* _Passage_
>>>>

Functions
int	optimal_blocksize (int n, int lambda, int bs_flag)
	Compute an optimal block size value used in the sliding windows algorithm.
int	fftw_init_omp_threads ()
	Initialize omp threads for fftw plans.
int	rhs_init_fftw (int nfft, int fft_size, fftw_complex V_fft, double V_rfft, fftw_plan plan_f, fftw_plan *plan_b, int fftw_flag)
	Initialize fftw array and plan for the right hand side matrix V.
int	circ_init_fftw (double T, int fft_size, int lambda, fftw_complex *T_fft)
	Initialize fftw array and plan for the circulant matrix T_circ obtained from T.
int	scmm_direct (int fft_size, fftw_complex C_fft, int ncol, double V_rfft, double *CV, fftw_complex V_fft, fftw_plan plan_f_V, fftw_plan plan_b_CV)
	Performs the product of a circulant matrix C_fft by a matrix V_rfft using fftw plans.
int	scmm_basic (double *V, int blocksize, int m, fftw_complex C_fft, int lambda, double *CV, fftw_complex V_fft, double *V_rfft, int nfft, fftw_plan plan_f_V, fftw_plan plan_b_CV)
	Perform the product of a circulant matrix by a matrix using FFT's.

<<<<

* _Information provided_
>>>>

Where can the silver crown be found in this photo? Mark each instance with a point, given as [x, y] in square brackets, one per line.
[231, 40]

<<<<

* _Directions_
[1] Translate this sentence from the function listing above into Spanish: "Initialize omp threads for fftw plans."
[2] Write out the part of the function listing above starting with "Compute an optimal" and going on through "lambda, fftw_complex *T_fft)".
[3] Extend the function listing above past its last entry.

* _In response_
[1] Inicializar los hilos omp para los planes de fftw.

[2]
Compute an optimal block size value used in the sliding windows algorithm.
int	fftw_init_omp_threads ()
	Initialize omp threads for fftw plans.
int	rhs_init_fftw (int nfft, int fft_size, fftw_complex V_fft, double V_rfft, fftw_plan plan_f, fftw_plan *plan_b, int fftw_flag)
	Initialize fftw array and plan for the right hand side matrix V.
int	circ_init_fftw (double T, int fft_size, int lambda, fftw_complex *T_fft)

[3]
int	stmm_reshape (double *V, int n, int m, int id0, int l, fftw_complex T_fft, int lambda, fftw_complex V_fft, double V_rfft, fftw_plan plan_f, fftw_plan plan_b, int blocksize, int nfft)
	Reshape the data structure to optimize the Toeplitz matrix matrix computation by the sliding window algorithm and do the computation of the product using the core routine.
int	build_gappy_blocks (int n, int m, int nrow, double T, int nb_blocks_local, int nb_blocks_all, int lambda, int idv, int id0gap, int lgap, int ngap, int nb_blocks_gappy_final, double Tgappy, int idvgappy, int ngappy, int *lambdagappy, int flag_param_distmin_fixed)
	Build the gappy Toeplitz block structure to optimise the product computation at gaps location.

Detailed Description

These are low-level routines.

Function Documentation

int build_gappy_blocks	(	int *	n,
		int	m,
		int	nrow,
		double *	T,
		int	nb_blocks_local,
		int	nb_blocks_all,
		int *	lambda,
		int *	idv,
		int *	id0gap,
		int *	lgap,
		int	ngap,
		int *	nb_blocks_gappy_final,
		double *	Tgappy,
		int *	idvgappy,
		int *	ngappy,
		int *	lambdagappy,
		int	flag_param_distmin_fixed
	)

Build the gappy Toeplitz block structure to optimise the product computation at gaps location.

Considering the significant gaps, the blocks to which they belong are cut and split between the gap's edges to reduce the total row size of the flotting blocks. It take into consideration the minimum correlation length and a parameter allows us to control the minimum gap size allowed for the blocks splitting. In some cases, the gap can be partially reduce to fit the minimum block size needed for computation or just for performance criteria. This is based on the fact that the gaps are set to zeros in the main routine.

Definition at line 1707 of file toeplitz.c.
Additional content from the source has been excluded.